● **Excerpted records**:
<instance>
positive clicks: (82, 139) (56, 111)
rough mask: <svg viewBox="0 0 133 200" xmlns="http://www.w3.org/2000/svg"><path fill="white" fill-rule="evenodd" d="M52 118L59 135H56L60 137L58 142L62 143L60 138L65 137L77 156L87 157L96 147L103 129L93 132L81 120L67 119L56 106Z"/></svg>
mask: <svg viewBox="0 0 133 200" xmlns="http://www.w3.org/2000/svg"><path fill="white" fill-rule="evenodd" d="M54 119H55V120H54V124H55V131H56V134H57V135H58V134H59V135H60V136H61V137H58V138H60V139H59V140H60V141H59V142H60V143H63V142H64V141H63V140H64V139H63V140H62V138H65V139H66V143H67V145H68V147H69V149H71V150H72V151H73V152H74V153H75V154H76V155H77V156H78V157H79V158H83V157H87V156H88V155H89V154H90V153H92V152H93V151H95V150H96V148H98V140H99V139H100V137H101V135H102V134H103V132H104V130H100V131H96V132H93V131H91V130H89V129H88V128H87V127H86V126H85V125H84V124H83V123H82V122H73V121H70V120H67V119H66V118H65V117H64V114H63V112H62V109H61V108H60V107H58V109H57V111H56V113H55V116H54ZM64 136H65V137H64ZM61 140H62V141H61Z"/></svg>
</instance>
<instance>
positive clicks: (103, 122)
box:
==
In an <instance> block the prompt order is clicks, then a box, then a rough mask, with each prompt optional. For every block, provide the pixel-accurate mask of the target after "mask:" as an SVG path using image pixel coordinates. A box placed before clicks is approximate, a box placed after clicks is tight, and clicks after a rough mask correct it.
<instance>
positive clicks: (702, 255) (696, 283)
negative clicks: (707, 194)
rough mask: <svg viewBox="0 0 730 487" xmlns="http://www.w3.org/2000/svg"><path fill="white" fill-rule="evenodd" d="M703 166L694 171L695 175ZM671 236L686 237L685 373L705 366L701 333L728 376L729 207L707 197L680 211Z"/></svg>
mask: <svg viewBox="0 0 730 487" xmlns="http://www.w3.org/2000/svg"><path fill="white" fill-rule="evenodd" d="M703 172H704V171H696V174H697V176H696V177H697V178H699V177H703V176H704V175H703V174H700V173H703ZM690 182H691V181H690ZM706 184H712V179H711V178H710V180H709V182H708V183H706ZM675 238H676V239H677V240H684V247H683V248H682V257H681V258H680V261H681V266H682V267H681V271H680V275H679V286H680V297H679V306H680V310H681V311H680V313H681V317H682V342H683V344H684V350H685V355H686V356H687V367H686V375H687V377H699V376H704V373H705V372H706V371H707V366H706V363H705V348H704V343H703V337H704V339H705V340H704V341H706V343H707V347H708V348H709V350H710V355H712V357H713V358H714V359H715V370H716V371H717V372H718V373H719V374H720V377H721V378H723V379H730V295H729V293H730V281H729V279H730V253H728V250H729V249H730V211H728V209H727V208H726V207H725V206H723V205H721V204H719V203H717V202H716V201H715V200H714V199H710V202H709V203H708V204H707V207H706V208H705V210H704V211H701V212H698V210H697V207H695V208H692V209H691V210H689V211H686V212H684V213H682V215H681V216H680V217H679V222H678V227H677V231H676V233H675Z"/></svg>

● **Work required**:
Copy every line of the material above in which the string "positive" can be found.

● **Solution**:
positive clicks: (82, 139) (56, 111)
positive clicks: (103, 122)
positive clicks: (702, 255) (696, 283)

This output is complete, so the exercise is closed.